%%
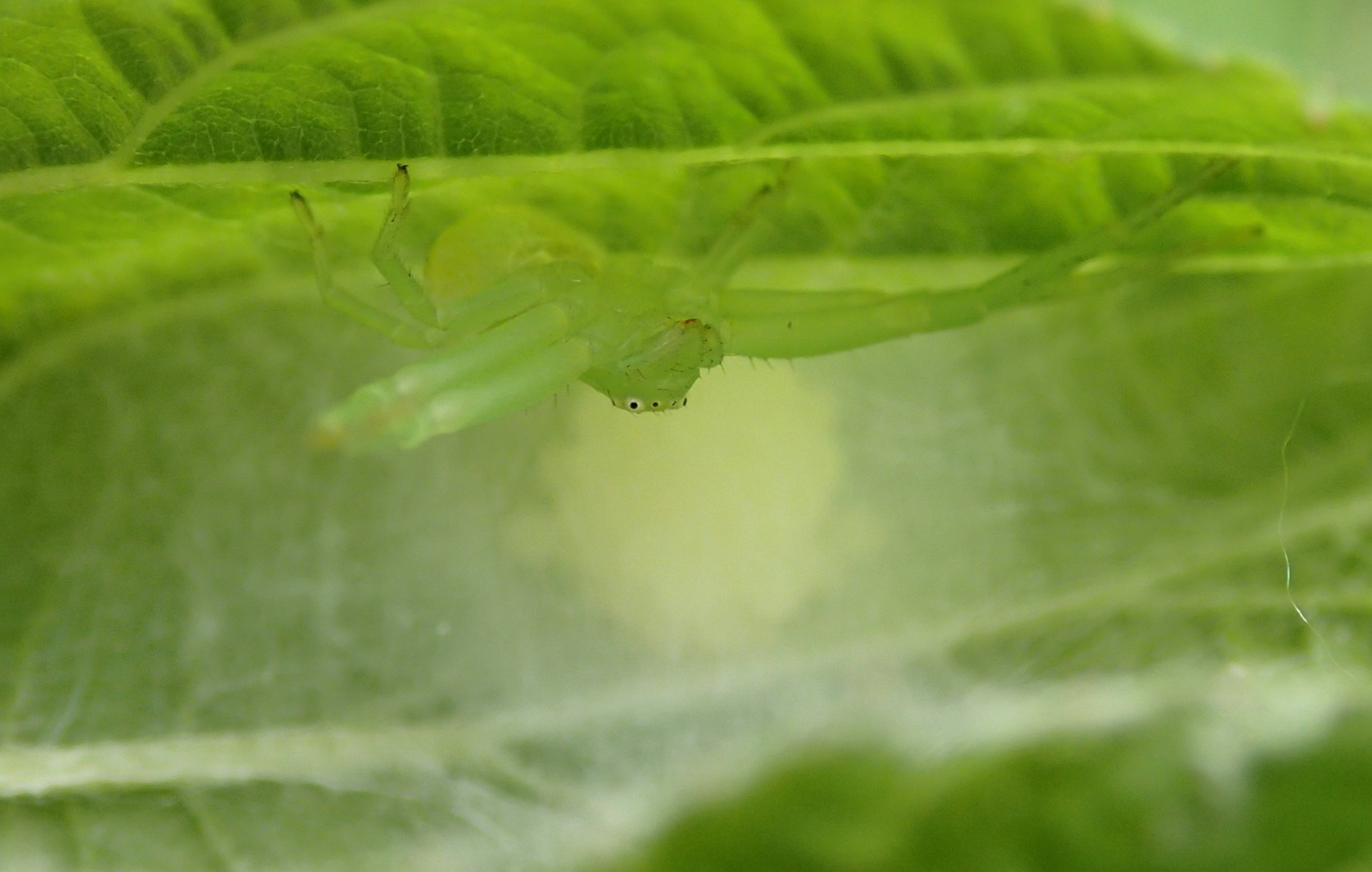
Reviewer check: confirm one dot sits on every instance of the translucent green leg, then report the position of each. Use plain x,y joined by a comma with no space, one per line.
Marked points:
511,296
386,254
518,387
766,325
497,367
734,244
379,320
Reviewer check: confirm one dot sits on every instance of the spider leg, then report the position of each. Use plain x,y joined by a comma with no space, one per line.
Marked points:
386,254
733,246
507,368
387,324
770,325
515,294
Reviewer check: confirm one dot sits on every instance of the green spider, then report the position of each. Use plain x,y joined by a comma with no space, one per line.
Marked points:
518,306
%%
%%
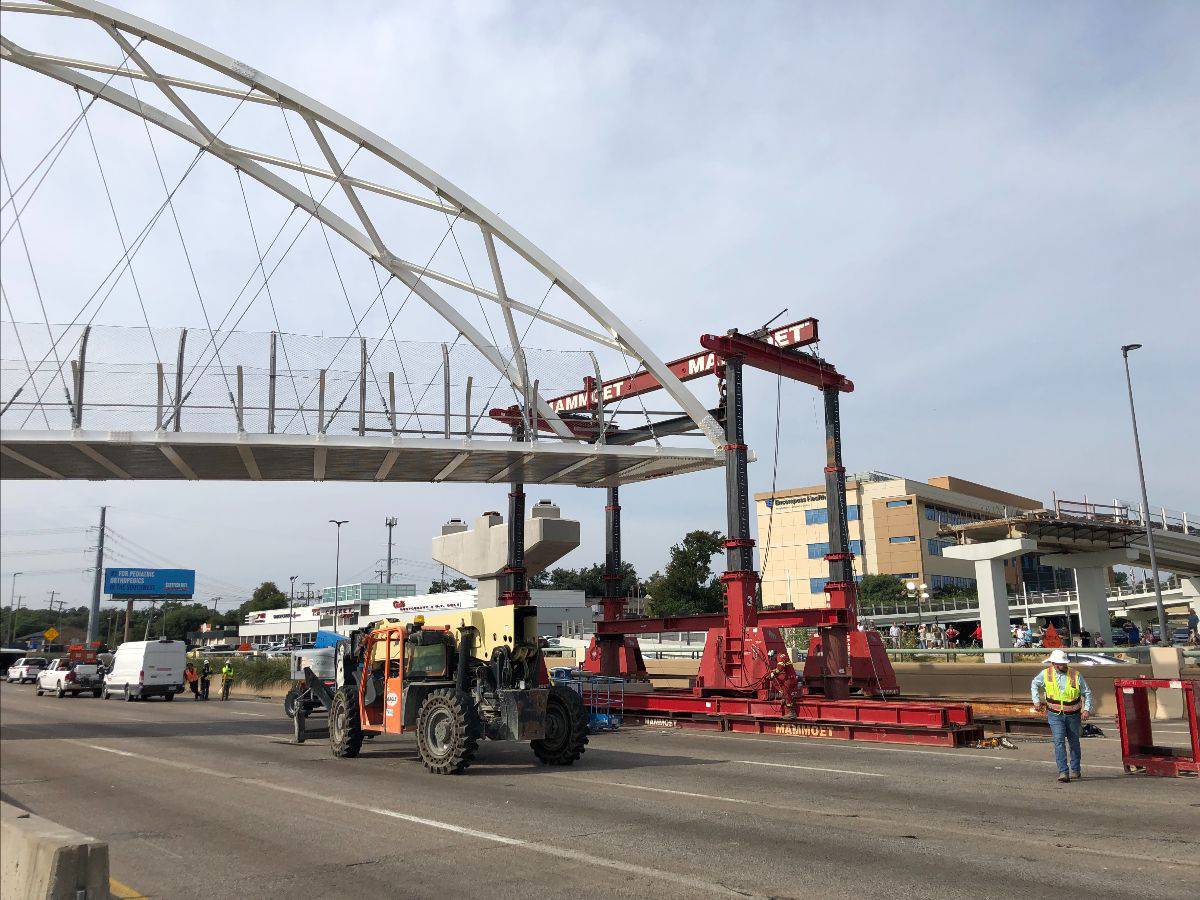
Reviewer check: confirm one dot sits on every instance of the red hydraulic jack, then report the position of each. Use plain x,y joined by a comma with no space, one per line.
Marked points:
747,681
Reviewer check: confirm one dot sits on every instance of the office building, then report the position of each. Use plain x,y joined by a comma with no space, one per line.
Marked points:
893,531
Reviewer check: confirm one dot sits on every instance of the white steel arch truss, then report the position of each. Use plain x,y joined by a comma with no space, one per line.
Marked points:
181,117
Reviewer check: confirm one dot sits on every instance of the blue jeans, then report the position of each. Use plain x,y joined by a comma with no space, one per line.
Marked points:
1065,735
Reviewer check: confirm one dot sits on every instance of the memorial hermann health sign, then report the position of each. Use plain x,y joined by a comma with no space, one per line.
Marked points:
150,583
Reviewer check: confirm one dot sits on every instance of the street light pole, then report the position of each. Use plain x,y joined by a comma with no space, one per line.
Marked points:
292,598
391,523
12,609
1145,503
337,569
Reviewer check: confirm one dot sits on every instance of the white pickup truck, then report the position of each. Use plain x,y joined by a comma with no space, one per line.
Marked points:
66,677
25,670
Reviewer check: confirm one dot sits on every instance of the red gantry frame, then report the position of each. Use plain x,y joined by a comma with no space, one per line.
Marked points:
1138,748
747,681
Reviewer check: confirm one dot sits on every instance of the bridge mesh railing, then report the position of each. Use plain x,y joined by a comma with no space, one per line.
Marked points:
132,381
%%
> **Task requirements**: State how many lines in the items above contain the string "white", treating uppercase and lowercase as different. Reply with the number alone.

> **Response below**: 2